## 課題
れいわ新選組の障害を持つ議員をめぐる記事を、一字一句変えずに全文引用しなさい。

## 文書抜粋
れいわ議員への「重度障がい者に政治家がつとまるか」という愚問

kawai20190807
 

先日行われた参院選で、れいわ新選組から立った障害を持つ2候補が当選、8月1日には初登院を果たしました。2人の議員に対しては障害を巡りさまざまな意見が飛び交っていますが、その状況が全く理解できないというのは健康社会学者の河合薫さん。河合さんは自身のメルマガ『デキる男は尻がイイ-河合薫の『社会の窓』』にその理由を記すとともに、2人の当選を機に「障害とは何か?」を考えるようになれれば、より多くの人の可能性が広がるのではないかとしています。

※本記事は有料メルマガ『デキる男は尻がイイ-河合薫の『社会の窓』』2019年8月7日号の一部抜粋です。ご興味をお持ちの方はぜひこの機会に初月無料のお試し購読をどうぞ。

プロフィール:河合薫(かわい・かおる)
健康社会学者(Ph.D.,保健学)、気象予報士。東京大学大学院医学系研究科博士課程修了(Ph.D)。ANA国際線CAを経たのち、気象予報士として「ニュースステーション」などに出演。2007年に博士号(Ph.D)取得後は、産業ストレスを専門に調査研究を進めている。主な著書に、同メルマガの連載を元にした『他人をバカにしたがる男たち』(日経プレミアムシリーズ)など多数。

(コレクションから抜き出した記録)

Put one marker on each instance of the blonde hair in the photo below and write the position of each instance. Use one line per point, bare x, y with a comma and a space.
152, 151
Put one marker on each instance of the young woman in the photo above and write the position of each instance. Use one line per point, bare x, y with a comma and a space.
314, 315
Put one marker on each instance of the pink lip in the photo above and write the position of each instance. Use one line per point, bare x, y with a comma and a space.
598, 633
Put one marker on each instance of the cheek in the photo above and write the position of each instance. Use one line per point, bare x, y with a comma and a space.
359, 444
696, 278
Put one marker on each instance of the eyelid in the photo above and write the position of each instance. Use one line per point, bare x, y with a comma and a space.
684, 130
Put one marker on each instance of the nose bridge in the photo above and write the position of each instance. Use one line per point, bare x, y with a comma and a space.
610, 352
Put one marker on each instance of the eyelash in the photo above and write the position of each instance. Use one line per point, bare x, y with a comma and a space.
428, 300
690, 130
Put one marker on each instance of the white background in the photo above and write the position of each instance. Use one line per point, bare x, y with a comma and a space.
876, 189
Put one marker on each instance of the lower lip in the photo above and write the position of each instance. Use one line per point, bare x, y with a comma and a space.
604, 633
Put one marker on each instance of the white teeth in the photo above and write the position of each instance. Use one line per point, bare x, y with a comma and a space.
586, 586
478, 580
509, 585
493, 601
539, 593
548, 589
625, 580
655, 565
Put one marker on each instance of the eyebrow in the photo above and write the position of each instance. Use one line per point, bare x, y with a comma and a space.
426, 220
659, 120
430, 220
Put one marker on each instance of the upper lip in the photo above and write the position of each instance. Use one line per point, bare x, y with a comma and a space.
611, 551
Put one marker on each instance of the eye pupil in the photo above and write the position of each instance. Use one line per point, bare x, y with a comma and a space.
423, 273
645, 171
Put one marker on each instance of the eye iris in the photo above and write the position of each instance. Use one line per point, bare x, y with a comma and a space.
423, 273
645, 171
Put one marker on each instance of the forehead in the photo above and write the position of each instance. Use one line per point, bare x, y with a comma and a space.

## 記述解答
れいわ議員への「重度障がい者に政治家がつとまるか」という愚問

kawai20190807
 

先日行われた参院選で、れいわ新選組から立った障害を持つ2候補が当選、8月1日には初登院を果たしました。2人の議員に対しては障害を巡りさまざまな意見が飛び交っていますが、その状況が全く理解できないというのは健康社会学者の河合薫さん。河合さんは自身のメルマガ『デキる男は尻がイイ-河合薫の『社会の窓』』にその理由を記すとともに、2人の当選を機に「障害とは何か?」を考えるようになれれば、より多くの人の可能性が広がるのではないかとしています。

※本記事は有料メルマガ『デキる男は尻がイイ-河合薫の『社会の窓』』2019年8月7日号の一部抜粋です。ご興味をお持ちの方はぜひこの機会に初月無料のお試し購読をどうぞ。

プロフィール:河合薫(かわい・かおる)
健康社会学者(Ph.D.,保健学)、気象予報士。東京大学大学院医学系研究科博士課程修了(Ph.D)。ANA国際線CAを経たのち、気象予報士として「ニュースステーション」などに出演。2007年に博士号(Ph.D)取得後は、産業ストレスを専門に調査研究を進めている。主な著書に、同メルマガの連載を元にした『他人をバカにしたがる男たち』(日経プレミアムシリーズ)など多数。